▶ **Page**
====

C'est en 1949 que la France apprend dans un coup de tonnerre à prononcer un nom aux consonances indiscutablement slaves : Viktor Andreïevtich Kravchenko. Celui qui n'était alors qu'un illustre inconnu se retrouve sous les feux des projecteurs à la suite de la publication d'un livre qui va faire scandale dans la France d'après-guerre : "J'ai choisi la liberté", son propre témoignage de dissident soviétique ayant fui l'URSS de Staline en 1945. Le livre et ses accusations contre le régime assassin de l'URSS est si incongru que le journal "Les lettres françaises", d'obédience soviétique et dont le plus éminent membre n'est autre que Jean-Paul Sartre, tire à vue, le considérant avec le plus grand mépris et la meilleure foi du monde de tissu de mensonge, de sombre navet indigne d'être ne serait-ce que survolé, et surtout de manuel de propagande venu en droite ligne de l'Amérique maudite où s'est réfugié son auteur.

====

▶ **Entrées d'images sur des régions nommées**
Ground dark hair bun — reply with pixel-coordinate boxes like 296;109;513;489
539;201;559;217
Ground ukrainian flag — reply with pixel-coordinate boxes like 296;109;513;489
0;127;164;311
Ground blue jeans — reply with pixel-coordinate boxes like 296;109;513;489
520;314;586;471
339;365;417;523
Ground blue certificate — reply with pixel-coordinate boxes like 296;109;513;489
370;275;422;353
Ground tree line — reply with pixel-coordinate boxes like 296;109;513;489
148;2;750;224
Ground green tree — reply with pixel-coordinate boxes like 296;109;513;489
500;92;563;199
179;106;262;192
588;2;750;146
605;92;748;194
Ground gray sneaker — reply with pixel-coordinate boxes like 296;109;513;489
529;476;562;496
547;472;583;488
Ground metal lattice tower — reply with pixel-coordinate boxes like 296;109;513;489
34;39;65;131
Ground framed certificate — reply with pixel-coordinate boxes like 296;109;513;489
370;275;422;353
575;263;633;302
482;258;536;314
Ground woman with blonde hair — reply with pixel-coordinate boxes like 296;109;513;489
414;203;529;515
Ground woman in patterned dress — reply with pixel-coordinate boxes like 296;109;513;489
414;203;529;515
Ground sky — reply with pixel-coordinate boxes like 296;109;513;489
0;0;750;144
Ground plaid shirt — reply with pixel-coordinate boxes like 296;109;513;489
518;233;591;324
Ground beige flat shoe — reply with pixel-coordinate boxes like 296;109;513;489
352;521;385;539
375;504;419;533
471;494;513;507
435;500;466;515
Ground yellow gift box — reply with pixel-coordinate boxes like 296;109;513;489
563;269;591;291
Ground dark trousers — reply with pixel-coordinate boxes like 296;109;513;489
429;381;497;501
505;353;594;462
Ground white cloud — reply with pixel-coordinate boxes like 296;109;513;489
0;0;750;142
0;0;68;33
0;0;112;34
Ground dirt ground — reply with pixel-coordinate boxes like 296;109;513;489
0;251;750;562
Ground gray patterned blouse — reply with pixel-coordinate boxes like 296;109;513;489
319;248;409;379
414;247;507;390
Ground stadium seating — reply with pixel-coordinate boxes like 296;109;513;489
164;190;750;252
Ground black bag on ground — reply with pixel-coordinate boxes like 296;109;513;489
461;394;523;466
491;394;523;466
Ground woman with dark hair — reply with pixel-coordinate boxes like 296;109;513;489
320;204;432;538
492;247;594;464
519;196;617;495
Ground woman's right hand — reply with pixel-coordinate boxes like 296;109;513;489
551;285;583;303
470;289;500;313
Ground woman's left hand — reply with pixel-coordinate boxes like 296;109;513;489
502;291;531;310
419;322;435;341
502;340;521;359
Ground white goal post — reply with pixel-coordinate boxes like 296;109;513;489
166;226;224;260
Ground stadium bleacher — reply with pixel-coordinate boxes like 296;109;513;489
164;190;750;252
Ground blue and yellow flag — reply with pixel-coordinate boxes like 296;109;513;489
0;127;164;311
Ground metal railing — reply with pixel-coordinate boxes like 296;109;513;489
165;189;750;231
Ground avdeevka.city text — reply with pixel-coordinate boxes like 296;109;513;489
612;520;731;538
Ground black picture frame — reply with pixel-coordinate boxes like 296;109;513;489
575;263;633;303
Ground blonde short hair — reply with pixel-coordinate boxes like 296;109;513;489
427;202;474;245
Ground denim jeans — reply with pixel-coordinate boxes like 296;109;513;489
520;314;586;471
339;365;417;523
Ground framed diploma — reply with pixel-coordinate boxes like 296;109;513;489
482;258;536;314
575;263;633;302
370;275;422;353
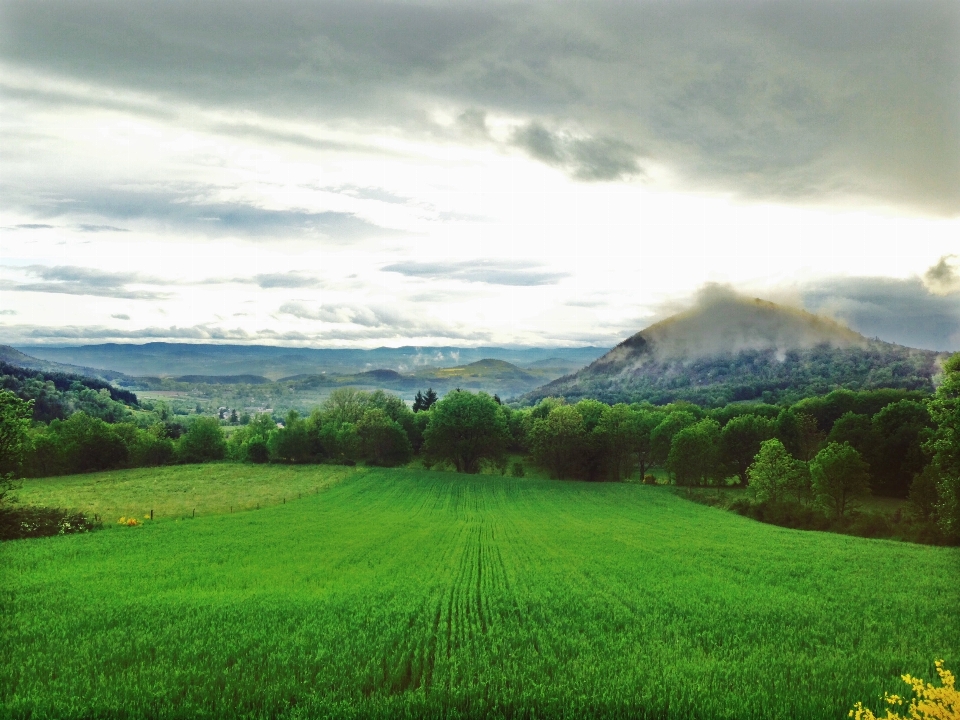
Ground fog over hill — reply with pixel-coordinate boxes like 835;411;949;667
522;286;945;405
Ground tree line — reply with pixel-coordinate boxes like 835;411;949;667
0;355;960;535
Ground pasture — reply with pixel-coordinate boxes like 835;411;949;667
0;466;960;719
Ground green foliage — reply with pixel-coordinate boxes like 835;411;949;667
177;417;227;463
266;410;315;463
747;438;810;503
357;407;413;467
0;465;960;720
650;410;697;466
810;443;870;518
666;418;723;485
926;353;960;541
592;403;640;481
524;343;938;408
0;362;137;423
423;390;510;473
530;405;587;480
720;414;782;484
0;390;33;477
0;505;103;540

====

▶ **Consigne**
Poursuivez le texte sur Kravchenko et son livre à la suite de sa dernière phrase.

▶ **Réponse**
La violence de l'attaque est si grande que Kravchenko, outré, intente aux "Lettres françaises" un procès en diffamation qui restera dans les mémoires françaises de l'époque comme le "Procès du Siècle", et qui va mobiliser d'un côté toute l'intelligentsia communiste française de l'époque, commandée sans discrétion aucune par le Kremlin - n'oublions pas que les P.C européens étaient alors totalement affiliés au Komintern - et de l'autre de très nombreux témoins et amis de Kravchenko, dont Frédéric Joliot-Curie.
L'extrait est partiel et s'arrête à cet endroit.